━━━ ENTRIES SHOWN
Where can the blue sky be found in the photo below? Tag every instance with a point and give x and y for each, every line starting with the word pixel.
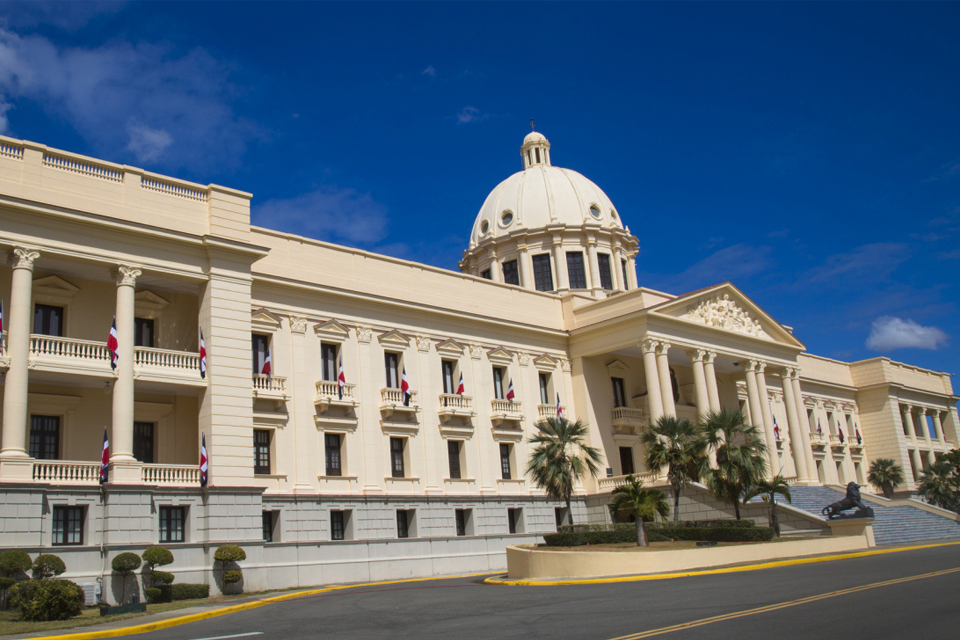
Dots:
pixel 809 153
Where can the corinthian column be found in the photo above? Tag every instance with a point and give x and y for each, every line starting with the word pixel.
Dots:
pixel 18 349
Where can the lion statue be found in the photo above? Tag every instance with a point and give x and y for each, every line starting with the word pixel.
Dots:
pixel 851 500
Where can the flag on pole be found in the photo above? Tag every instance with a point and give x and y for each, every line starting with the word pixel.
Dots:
pixel 203 459
pixel 203 357
pixel 405 388
pixel 104 457
pixel 265 370
pixel 113 345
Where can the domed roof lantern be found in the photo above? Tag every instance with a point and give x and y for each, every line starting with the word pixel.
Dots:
pixel 535 150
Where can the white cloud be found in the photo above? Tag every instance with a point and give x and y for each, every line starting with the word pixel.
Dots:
pixel 888 333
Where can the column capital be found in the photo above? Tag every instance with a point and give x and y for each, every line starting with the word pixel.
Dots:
pixel 23 258
pixel 126 274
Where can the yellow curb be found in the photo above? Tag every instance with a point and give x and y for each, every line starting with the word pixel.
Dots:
pixel 196 617
pixel 706 572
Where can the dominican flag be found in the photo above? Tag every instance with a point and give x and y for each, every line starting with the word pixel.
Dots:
pixel 405 388
pixel 203 459
pixel 113 344
pixel 265 370
pixel 203 357
pixel 104 457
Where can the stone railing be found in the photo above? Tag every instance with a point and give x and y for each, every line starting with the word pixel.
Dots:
pixel 66 471
pixel 171 474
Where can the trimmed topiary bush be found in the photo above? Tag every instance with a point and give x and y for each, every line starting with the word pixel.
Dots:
pixel 47 565
pixel 40 600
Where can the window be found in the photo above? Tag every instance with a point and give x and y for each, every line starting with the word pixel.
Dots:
pixel 619 395
pixel 606 277
pixel 626 460
pixel 68 525
pixel 328 362
pixel 142 332
pixel 45 437
pixel 337 528
pixel 391 363
pixel 575 271
pixel 498 391
pixel 143 442
pixel 331 446
pixel 449 384
pixel 172 521
pixel 48 320
pixel 453 453
pixel 396 457
pixel 261 347
pixel 261 451
pixel 505 461
pixel 510 273
pixel 542 275
pixel 544 388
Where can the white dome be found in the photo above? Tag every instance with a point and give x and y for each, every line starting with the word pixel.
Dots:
pixel 539 196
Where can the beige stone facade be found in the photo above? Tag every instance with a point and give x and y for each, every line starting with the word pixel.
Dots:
pixel 319 487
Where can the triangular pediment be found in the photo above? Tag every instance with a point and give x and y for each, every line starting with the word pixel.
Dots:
pixel 332 331
pixel 723 307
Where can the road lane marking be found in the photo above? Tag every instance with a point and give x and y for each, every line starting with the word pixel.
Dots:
pixel 780 605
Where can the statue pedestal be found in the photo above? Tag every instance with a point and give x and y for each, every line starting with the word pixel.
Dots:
pixel 853 527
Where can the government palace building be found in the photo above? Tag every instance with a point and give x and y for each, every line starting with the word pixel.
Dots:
pixel 235 336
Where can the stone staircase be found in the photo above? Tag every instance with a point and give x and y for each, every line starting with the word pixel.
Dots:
pixel 892 525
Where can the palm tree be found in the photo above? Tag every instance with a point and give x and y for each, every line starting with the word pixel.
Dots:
pixel 631 500
pixel 767 490
pixel 741 455
pixel 886 474
pixel 674 444
pixel 561 458
pixel 938 485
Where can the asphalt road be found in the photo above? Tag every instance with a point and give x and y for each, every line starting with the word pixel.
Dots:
pixel 897 595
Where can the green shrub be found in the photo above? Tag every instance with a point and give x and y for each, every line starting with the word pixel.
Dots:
pixel 47 599
pixel 47 565
pixel 14 562
pixel 186 591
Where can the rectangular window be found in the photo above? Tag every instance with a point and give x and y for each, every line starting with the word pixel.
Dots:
pixel 619 394
pixel 48 320
pixel 396 457
pixel 331 447
pixel 337 529
pixel 505 461
pixel 542 274
pixel 68 525
pixel 261 451
pixel 143 442
pixel 499 392
pixel 626 460
pixel 172 520
pixel 142 332
pixel 575 271
pixel 453 454
pixel 606 277
pixel 449 384
pixel 260 347
pixel 391 364
pixel 328 362
pixel 45 437
pixel 510 273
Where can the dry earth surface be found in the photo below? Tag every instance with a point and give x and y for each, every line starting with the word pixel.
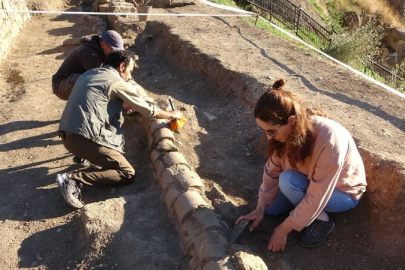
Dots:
pixel 210 66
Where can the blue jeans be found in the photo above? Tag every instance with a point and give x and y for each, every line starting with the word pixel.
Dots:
pixel 293 188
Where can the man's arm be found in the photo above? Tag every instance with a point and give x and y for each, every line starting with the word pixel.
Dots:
pixel 124 91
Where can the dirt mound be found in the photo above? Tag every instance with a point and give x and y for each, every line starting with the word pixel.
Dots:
pixel 214 69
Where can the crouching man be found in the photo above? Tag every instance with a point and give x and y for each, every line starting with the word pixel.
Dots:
pixel 90 126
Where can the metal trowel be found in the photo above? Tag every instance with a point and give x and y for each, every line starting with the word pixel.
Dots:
pixel 238 229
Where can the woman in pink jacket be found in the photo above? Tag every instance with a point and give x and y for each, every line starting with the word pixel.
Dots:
pixel 313 168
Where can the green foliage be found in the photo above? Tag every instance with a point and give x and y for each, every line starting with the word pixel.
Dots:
pixel 336 15
pixel 358 47
pixel 397 81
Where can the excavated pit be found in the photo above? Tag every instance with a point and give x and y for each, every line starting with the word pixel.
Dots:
pixel 226 152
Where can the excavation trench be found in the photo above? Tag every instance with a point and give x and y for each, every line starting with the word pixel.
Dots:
pixel 221 143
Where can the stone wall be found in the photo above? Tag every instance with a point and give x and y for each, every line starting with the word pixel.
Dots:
pixel 11 23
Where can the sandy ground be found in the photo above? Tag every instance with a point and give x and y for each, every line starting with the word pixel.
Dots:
pixel 218 66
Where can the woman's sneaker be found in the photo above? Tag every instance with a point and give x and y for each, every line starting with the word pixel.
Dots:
━━━━━━
- GOAL OF THE EXERCISE -
Copy out, word for word, the part of the items above that opens with the line containing "Where can the domed" and closes with the line containing "pixel 544 388", both of those lines included.

- SOLVED PROBLEM -
Where can the domed roof lantern be found in the photo above? Tag every instance with a point and give x and y for each, every line starting with the word pixel.
Dots:
pixel 535 150
Where can the white cloud be found in the photo above? Tag every instance with a point and give x and y for each, every line starting with the word pixel.
Dots:
pixel 888 333
Where can the column capital be found in the photo above? Tag every instance with a point and give x and y for each, every line starting with the word pixel.
Dots:
pixel 23 258
pixel 126 274
Where can the yellow curb be found in the photo above? Tag every instance with a point and give x and y for each, every line starting with the word pixel.
Dots:
pixel 196 617
pixel 706 572
Where can the dominican flag be found in the photo above? Tag every instance with a point and give x and y for each, every line starting with the word pixel.
Dots:
pixel 405 388
pixel 203 459
pixel 113 344
pixel 265 370
pixel 203 357
pixel 104 457
Where can the stone railing be found in the photo above? Tag every instance with a point and give x and y for each, every line starting with the word pixel.
Dots:
pixel 66 471
pixel 171 474
Where can the trimmed topiary bush be found in the photo above? Tag every instance with a point and give x and y for each, every line starting with the word pixel.
Dots:
pixel 47 565
pixel 40 600
Where can the window be found in the photo above? Tag every instance with a point and give x and y for each, every line starting with the word pixel.
Dots:
pixel 619 395
pixel 606 277
pixel 626 460
pixel 68 525
pixel 328 362
pixel 142 332
pixel 45 437
pixel 337 528
pixel 391 363
pixel 575 271
pixel 498 391
pixel 143 442
pixel 331 446
pixel 449 384
pixel 172 521
pixel 48 320
pixel 453 453
pixel 396 457
pixel 261 347
pixel 261 451
pixel 505 461
pixel 510 273
pixel 542 275
pixel 544 388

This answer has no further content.